[Work to be completed] In the autism misconceptions article, rewrite everything from "Autistic individuals don't want" down to "nurturing meaningful connections.", with "friends" changed to "companions".
-------- Passage to read
Highlighting the Ability in Disability: 5 Autism Misconceptions to Dispel
Whether it be misinformation floating around the internet or harmful depictions of autistic individuals from Hollywood, autism can be a deeply misunderstood disorder. Without the proper resources, parents of autistic children can be guided down the wrong path when attempting to understand the way their child sees the world. It's essential to do extensive research before coming to any conclusions about how autism affects individuals. Here are five common misconceptions about autism that are perpetuated online and throughout society.
All autistic individuals present the same symptoms
When you hear the word “autism,” you may have a preconceived notion of how autism affects behavior or the symptoms that stem from the disorder. However, autism is a “spectrum” disorder, meaning that the way autism presents differs for every individual. Autism spectrum types range in severity and symptoms. A commonly known type is Asperger Syndrome, which shows in autistic individuals with milder symptoms. Autistic people with Aspergers face challenges primarily in social situations. Autistic individuals with Autistic Disorder tend to have more severe symptoms and may struggle with hypersensitivity to sensory input. It's vital to understand the differences between the autism spectrum types to pursue the most effective treatment options for each type.
Autistic individuals don't want friends
Autism makes communication and social skills particularly difficult to master for autistic individuals. Unfortunately, with social interactions being a challenge, many autistic people find it difficult to make friends. However, this challenge leads many people to believe that autistic individuals are uninterested in making social connections. In fact, many autistic children and adults do want friends but just haven't developed the skills to go about it. It may just take longer for autistic people to establish relationships, but they are just as interested as anyone else in nurturing meaningful connections.
Medicine can cure autism with medicine
Though autism has existed forever, scientists and researchers have not developed a cure for the disorder. No treatment can fully cure autism, yet many people engage in dangerous practices believing there is a cure. Chelation is a popular option touted as a cure, which involves removing mercury from the blood by taking medications with detrimental side effects. Another potentially dangerous “treatment” is taking in vitamin A in high doses, leading to bone damage and liver failure. However, autistic individuals can manage their disorder by talking to a doctor about medications that can treat specific symptoms or pursuing therapy treatment. By doing so, autistic individuals can lead productive and comfortable lives.
Autistic individuals don't feel or understand emotions
Autism doesn't hinder the ability to feel emotions, but it does impact the way autistic individuals communicate their feelings. Autistic individuals also struggle to interpret other people's expressions of emotion. Many people mistake this challenge as autistic people being unable to understand emotion or feel anything, but this isn't true. Instead, they simply express and understand feelings in different ways. Body language and the nuances of speech are not easily understood, so it's best to speak literally when talking with autistic individuals.
Vaccines cause autism
A widespread misconception pushed heavily by the anti-vaxxer movement is that vaccinations cause autism. The misinformation stems from a 1998 report published in the medical journal, The Lancet. However, the journal retracted the article when scientists found that the physician falsified the data in the report. Despite the in-depth research scientists and medical professionals have conducted disproving the correlation between vaccines and autism, some people continue to worry. It's vital to know that there is no credible evidence that vaccines cause autism, and there should be no fear around receiving vaccinations that will keep you healthy.
The bottom line
While many misconceptions surround autism, many wonderful organizations work hard every day to unravel false narratives and battle against mental health stigmas. If you want to become involved in their essential work, becoming educated about autism is one of the best ways to do your part in understanding and supporting autistic individuals.
----------------
-------- Information given
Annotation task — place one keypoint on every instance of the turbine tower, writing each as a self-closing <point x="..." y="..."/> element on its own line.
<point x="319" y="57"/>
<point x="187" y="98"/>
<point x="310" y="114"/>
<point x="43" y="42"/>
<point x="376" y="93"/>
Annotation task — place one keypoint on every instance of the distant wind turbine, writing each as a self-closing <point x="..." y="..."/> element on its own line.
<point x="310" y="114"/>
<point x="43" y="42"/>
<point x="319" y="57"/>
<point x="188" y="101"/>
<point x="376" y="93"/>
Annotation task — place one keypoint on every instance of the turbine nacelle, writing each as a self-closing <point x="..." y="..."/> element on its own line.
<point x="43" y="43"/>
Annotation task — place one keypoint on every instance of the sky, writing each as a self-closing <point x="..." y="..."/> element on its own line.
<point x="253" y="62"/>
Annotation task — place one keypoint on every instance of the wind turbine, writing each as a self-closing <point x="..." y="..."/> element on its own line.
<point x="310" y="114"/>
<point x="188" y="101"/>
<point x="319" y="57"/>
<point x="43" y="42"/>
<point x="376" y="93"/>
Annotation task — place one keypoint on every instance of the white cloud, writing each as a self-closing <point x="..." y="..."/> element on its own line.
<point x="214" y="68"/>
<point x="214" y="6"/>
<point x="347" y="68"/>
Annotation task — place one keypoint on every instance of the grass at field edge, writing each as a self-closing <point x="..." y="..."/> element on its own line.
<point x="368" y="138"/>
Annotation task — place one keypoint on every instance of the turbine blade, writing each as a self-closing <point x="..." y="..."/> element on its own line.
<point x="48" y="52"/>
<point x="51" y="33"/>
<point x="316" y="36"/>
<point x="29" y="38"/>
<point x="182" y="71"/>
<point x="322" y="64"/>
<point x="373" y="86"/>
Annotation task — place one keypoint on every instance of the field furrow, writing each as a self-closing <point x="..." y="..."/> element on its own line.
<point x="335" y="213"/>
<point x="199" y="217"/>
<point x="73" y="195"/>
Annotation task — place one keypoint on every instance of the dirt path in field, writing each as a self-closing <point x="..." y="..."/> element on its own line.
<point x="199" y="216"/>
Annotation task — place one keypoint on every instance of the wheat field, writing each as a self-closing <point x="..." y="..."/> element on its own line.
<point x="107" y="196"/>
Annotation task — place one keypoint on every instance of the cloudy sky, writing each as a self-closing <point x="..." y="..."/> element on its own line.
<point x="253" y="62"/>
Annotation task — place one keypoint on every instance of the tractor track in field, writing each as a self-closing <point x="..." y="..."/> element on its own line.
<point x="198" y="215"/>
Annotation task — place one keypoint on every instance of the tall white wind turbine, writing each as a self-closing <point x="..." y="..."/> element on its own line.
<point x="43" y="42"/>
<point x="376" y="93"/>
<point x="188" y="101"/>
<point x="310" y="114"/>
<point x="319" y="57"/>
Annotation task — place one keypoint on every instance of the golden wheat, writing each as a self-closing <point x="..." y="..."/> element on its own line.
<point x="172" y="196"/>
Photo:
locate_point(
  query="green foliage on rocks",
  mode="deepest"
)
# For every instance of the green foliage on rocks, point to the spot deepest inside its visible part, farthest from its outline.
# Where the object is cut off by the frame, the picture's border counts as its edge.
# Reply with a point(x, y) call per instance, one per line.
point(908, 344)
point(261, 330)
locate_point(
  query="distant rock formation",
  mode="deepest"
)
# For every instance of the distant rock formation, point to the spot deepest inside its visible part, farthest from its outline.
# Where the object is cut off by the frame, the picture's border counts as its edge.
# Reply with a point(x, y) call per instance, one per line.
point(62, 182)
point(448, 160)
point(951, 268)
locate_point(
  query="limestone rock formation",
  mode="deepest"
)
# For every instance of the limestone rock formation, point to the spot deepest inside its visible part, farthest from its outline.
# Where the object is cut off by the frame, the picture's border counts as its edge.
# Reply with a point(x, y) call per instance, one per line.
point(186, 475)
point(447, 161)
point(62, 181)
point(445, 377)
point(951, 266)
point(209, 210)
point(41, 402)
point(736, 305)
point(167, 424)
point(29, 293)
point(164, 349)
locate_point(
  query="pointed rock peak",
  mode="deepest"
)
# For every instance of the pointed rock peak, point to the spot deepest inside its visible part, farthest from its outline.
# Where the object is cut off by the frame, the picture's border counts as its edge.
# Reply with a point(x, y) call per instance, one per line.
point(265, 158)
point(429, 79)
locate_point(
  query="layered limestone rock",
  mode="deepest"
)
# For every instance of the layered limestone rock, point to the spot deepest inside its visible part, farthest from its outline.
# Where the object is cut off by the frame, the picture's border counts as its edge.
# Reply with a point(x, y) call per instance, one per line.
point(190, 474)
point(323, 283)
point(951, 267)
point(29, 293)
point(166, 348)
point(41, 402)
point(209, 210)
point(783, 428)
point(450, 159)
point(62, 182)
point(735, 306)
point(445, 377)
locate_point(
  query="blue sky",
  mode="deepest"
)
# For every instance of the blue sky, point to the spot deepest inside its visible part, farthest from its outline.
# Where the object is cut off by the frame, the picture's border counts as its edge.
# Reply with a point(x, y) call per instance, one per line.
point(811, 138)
----------------
[Your solution]
Autistic individuals don't want companions
Autism makes communication and social skills particularly difficult to master for autistic individuals. Unfortunately, with social interactions being a challenge, many autistic people find it difficult to make companions. However, this challenge leads many people to believe that autistic individuals are uninterested in making social connections. In fact, many autistic children and adults do want companions but just haven't developed the skills to go about it. It may just take longer for autistic people to establish relationships, but they are just as interested as anyone else in nurturing meaningful connections.